Items:

_ _ _

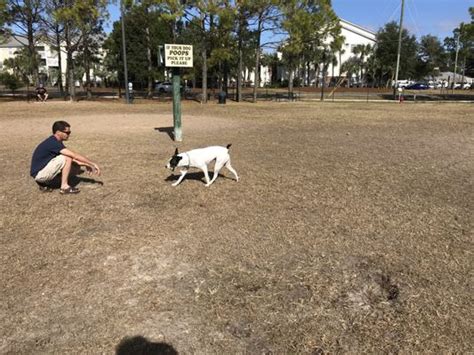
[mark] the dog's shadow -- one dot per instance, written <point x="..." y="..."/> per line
<point x="168" y="130"/>
<point x="198" y="175"/>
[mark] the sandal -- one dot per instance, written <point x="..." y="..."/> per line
<point x="45" y="188"/>
<point x="69" y="190"/>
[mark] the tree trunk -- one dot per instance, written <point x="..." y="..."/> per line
<point x="70" y="66"/>
<point x="257" y="60"/>
<point x="60" y="67"/>
<point x="148" y="57"/>
<point x="32" y="53"/>
<point x="204" y="61"/>
<point x="290" y="81"/>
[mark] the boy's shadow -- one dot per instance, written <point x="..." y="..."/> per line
<point x="74" y="178"/>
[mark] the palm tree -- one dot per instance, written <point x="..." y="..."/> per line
<point x="362" y="50"/>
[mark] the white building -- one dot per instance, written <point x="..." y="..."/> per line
<point x="49" y="62"/>
<point x="353" y="35"/>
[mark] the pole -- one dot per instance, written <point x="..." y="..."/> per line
<point x="399" y="50"/>
<point x="178" y="133"/>
<point x="456" y="60"/>
<point x="324" y="75"/>
<point x="127" y="94"/>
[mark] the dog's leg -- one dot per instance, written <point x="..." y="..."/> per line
<point x="206" y="174"/>
<point x="183" y="173"/>
<point x="232" y="170"/>
<point x="217" y="167"/>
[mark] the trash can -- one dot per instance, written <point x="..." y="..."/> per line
<point x="222" y="97"/>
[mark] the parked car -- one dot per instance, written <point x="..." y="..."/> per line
<point x="417" y="86"/>
<point x="402" y="83"/>
<point x="163" y="86"/>
<point x="465" y="86"/>
<point x="167" y="87"/>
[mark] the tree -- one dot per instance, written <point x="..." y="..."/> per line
<point x="362" y="51"/>
<point x="308" y="25"/>
<point x="464" y="36"/>
<point x="264" y="14"/>
<point x="431" y="56"/>
<point x="81" y="20"/>
<point x="53" y="30"/>
<point x="25" y="17"/>
<point x="11" y="81"/>
<point x="143" y="36"/>
<point x="386" y="52"/>
<point x="3" y="19"/>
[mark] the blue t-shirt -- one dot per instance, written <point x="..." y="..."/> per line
<point x="44" y="152"/>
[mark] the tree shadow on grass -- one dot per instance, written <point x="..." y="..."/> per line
<point x="139" y="345"/>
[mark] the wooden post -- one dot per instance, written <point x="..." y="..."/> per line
<point x="177" y="105"/>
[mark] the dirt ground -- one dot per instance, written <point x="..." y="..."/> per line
<point x="349" y="231"/>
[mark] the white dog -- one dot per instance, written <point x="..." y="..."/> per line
<point x="200" y="158"/>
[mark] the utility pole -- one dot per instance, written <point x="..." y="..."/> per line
<point x="399" y="49"/>
<point x="456" y="59"/>
<point x="127" y="94"/>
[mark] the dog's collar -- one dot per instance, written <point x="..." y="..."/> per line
<point x="189" y="161"/>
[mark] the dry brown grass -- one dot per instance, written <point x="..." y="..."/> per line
<point x="350" y="231"/>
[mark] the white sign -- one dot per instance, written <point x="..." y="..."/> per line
<point x="179" y="55"/>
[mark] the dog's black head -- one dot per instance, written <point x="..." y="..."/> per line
<point x="174" y="161"/>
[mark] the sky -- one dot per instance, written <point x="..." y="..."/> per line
<point x="422" y="17"/>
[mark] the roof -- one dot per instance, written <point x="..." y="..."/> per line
<point x="359" y="30"/>
<point x="14" y="42"/>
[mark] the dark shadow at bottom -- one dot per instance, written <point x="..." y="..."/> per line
<point x="139" y="345"/>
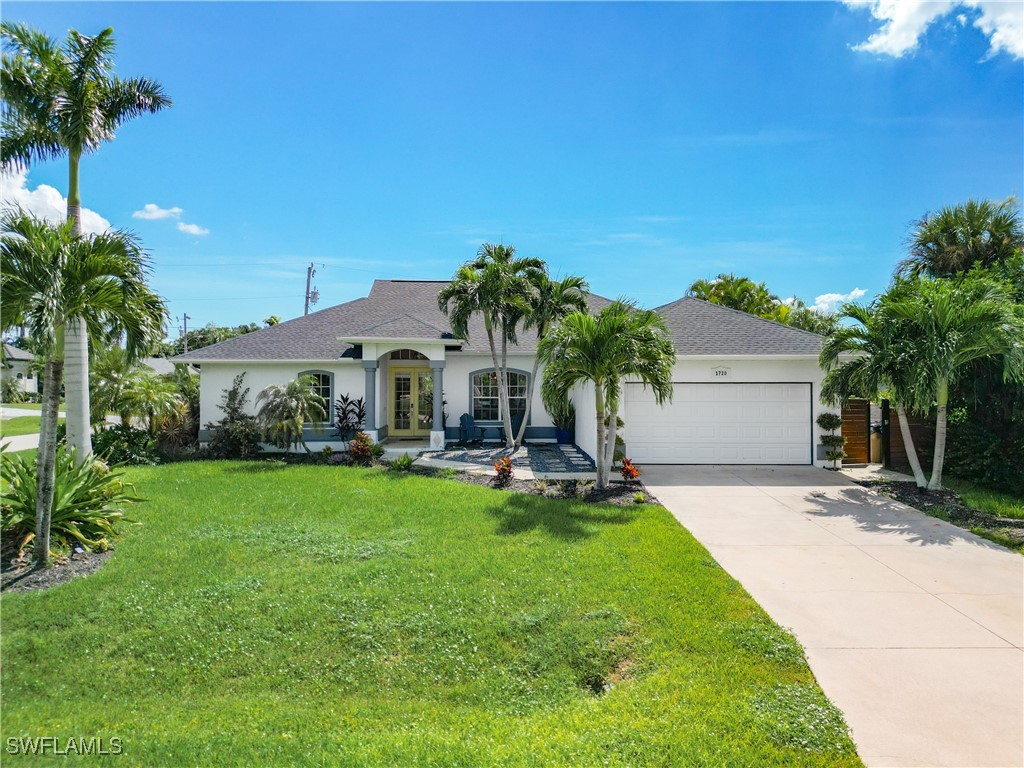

_ _ _

Given exercise: Locate every line of the records that contains the string "shadow", treating uppercase and lowercase as different, and copy each of those lines.

Full output:
[mark] the dog's shadow -- one dot per instance, written <point x="..." y="..."/> per line
[mark] the boy's shadow -- one dot per instance, written <point x="..." y="..."/> per line
[mark] the tree shadow on grass -- one dot per instance, written <point x="..." y="..."/> per line
[mark] the dark shadow at bottom -- one dot per instance, written <point x="..." y="..."/> per line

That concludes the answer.